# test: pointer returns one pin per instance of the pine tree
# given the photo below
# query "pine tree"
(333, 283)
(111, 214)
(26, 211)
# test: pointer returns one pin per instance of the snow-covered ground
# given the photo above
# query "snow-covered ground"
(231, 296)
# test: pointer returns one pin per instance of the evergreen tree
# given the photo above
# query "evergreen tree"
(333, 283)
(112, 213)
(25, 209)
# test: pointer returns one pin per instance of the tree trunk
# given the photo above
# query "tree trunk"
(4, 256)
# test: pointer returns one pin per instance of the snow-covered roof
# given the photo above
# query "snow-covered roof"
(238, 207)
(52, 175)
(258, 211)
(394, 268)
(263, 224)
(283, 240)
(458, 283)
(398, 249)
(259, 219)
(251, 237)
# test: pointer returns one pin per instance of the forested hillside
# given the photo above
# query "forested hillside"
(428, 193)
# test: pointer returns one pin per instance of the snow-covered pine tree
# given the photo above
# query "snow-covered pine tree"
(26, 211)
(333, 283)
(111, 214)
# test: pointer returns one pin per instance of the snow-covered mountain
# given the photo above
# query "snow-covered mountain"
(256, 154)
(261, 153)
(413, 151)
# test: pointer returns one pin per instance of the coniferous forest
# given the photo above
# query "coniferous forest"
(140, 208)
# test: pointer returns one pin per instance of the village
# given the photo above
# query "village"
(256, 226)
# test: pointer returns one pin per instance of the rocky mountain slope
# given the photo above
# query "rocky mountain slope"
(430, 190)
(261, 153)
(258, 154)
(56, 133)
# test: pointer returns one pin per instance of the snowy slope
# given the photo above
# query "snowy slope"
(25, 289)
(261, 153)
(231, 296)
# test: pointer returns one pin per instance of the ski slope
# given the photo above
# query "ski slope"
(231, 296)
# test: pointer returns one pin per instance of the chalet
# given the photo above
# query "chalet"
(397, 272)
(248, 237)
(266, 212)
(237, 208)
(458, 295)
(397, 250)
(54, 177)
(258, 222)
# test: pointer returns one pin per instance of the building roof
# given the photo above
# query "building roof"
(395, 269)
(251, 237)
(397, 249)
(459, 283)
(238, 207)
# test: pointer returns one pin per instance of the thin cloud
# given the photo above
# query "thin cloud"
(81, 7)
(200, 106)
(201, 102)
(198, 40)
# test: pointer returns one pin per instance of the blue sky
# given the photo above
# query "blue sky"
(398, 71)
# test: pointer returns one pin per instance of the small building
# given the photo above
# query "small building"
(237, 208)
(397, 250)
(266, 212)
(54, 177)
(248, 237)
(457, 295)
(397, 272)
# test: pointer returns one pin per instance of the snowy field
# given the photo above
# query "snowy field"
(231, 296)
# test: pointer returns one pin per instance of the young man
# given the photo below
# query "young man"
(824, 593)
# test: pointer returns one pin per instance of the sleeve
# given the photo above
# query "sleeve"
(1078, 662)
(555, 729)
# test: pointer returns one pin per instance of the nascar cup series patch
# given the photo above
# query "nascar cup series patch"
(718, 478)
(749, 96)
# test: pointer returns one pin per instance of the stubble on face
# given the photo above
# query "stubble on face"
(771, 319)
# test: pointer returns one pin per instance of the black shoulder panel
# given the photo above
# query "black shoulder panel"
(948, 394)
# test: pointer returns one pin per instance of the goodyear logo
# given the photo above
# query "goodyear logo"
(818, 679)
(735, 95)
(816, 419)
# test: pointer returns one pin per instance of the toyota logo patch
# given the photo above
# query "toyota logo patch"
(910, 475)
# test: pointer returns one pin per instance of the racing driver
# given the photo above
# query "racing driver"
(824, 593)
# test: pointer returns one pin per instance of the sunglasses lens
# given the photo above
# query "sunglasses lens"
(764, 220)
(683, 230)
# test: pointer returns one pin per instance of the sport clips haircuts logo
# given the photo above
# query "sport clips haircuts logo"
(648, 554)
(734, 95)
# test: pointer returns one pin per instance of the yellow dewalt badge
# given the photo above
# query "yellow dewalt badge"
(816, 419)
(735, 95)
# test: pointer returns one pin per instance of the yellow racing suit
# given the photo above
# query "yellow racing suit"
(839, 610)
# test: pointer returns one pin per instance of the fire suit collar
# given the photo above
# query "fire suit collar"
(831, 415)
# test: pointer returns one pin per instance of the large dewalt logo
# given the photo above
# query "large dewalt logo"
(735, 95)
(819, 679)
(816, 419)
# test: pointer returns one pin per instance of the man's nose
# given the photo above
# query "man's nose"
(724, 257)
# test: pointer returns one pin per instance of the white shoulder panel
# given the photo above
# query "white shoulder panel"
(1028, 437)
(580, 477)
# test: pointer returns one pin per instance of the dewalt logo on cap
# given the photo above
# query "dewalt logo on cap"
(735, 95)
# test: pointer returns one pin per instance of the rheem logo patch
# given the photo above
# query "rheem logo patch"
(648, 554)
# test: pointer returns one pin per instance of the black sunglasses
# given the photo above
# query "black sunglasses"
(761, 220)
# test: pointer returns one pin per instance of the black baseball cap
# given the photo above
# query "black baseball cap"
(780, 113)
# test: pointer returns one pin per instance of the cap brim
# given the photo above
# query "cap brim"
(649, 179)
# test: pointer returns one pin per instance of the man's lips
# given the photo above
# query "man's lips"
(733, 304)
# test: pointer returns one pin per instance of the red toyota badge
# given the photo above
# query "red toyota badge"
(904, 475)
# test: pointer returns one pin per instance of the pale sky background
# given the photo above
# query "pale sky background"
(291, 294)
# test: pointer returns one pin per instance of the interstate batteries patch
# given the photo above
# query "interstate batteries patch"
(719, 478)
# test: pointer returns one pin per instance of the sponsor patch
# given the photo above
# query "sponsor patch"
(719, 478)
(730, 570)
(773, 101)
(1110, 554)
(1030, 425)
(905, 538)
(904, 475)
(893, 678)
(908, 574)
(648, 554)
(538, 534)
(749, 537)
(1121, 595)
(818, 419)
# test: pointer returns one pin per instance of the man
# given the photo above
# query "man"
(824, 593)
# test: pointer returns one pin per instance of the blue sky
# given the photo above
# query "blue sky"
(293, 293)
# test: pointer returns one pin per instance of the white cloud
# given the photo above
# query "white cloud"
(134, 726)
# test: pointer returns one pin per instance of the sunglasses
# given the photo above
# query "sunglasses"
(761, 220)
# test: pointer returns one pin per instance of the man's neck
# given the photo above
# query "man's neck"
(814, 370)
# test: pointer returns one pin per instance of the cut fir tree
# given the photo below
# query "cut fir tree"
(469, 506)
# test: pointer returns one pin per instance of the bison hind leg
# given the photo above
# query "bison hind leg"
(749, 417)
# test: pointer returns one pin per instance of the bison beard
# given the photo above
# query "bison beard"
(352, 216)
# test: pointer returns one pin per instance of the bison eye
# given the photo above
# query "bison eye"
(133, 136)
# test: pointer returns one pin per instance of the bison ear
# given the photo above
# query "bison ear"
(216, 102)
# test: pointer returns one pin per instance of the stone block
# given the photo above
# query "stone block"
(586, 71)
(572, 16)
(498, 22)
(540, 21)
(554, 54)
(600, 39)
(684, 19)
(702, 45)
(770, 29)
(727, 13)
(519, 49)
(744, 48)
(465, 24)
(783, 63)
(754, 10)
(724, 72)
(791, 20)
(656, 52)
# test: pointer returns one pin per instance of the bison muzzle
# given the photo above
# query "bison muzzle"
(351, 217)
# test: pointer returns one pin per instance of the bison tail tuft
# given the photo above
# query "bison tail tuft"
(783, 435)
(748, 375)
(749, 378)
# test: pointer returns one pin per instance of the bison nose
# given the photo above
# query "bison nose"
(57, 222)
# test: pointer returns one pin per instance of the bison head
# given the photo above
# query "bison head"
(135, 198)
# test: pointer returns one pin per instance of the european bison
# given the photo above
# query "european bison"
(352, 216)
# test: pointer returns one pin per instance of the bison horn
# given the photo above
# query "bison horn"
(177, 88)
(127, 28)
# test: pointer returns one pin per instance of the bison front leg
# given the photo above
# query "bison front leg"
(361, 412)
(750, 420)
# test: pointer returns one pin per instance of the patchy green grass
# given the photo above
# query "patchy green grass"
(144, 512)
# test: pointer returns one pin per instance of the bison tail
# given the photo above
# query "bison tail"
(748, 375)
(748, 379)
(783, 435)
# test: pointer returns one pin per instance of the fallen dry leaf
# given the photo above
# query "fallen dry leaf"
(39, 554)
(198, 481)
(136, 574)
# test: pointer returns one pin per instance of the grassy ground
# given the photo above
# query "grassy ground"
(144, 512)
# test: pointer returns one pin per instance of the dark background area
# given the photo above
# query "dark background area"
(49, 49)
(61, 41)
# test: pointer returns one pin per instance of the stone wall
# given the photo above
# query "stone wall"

-- TO BE DONE --
From the line that contains "the bison ear" to the last line of the material above, repeat every line exactly, keeping both the first and the last.

-- ANSWER TO THIS EXERCISE --
# test: pointer returns one pin per instance of the bison ear
# given the photo above
# query "bison ear"
(216, 102)
# test: pointer returns one pin per instance of the stone block
# given the photo above
# query "stone block"
(586, 71)
(572, 16)
(498, 22)
(540, 21)
(554, 54)
(600, 39)
(684, 19)
(702, 45)
(770, 29)
(727, 13)
(519, 49)
(744, 48)
(465, 24)
(783, 63)
(754, 10)
(724, 72)
(791, 20)
(656, 52)
# test: pointer returns one pin per instance of the bison muzzle
# given the photo above
# query "bison muzzle"
(351, 217)
# test: pointer returns one pin per instance of the bison tail tuft
# given the photo above
# query "bison tail tuft"
(783, 435)
(748, 375)
(749, 378)
# test: pointer returns one pin per instance of the bison nose
# given the photo above
# query "bison nose"
(57, 222)
# test: pointer returns one pin per instance of the bison head
# given the photo above
# query "bison head"
(135, 198)
# test: pointer returns one pin per instance of the european bison
# given the photo above
# query "european bison"
(352, 216)
# test: pointer returns one pin per instance of the bison horn
# given the photo above
# query "bison horn"
(177, 88)
(127, 28)
# test: pointer returns one pin per instance of the bison front leg
# given the photo above
# query "bison front leg"
(361, 412)
(750, 420)
# test: pointer returns one pin per instance of the patchy green grass
# given the photo above
# query "patchy green grass"
(144, 512)
# test: pointer returns one pin per instance of the bison tail
# given the photo above
# query "bison tail"
(748, 375)
(748, 379)
(783, 435)
# test: pointer returns one pin per instance of the fallen dry leaf
# given the photo above
# query "fallen dry leaf"
(39, 554)
(198, 481)
(136, 574)
# test: pointer returns one pin per instance of the grassy ground
# given the photo above
# query "grassy ground"
(144, 512)
# test: pointer returns one pin per instance of the dark background area
# given the photo above
# query "dark background area"
(49, 49)
(61, 41)
# test: pointer returns one pin per instance of the stone wall
# given the photo above
# query "stone wall"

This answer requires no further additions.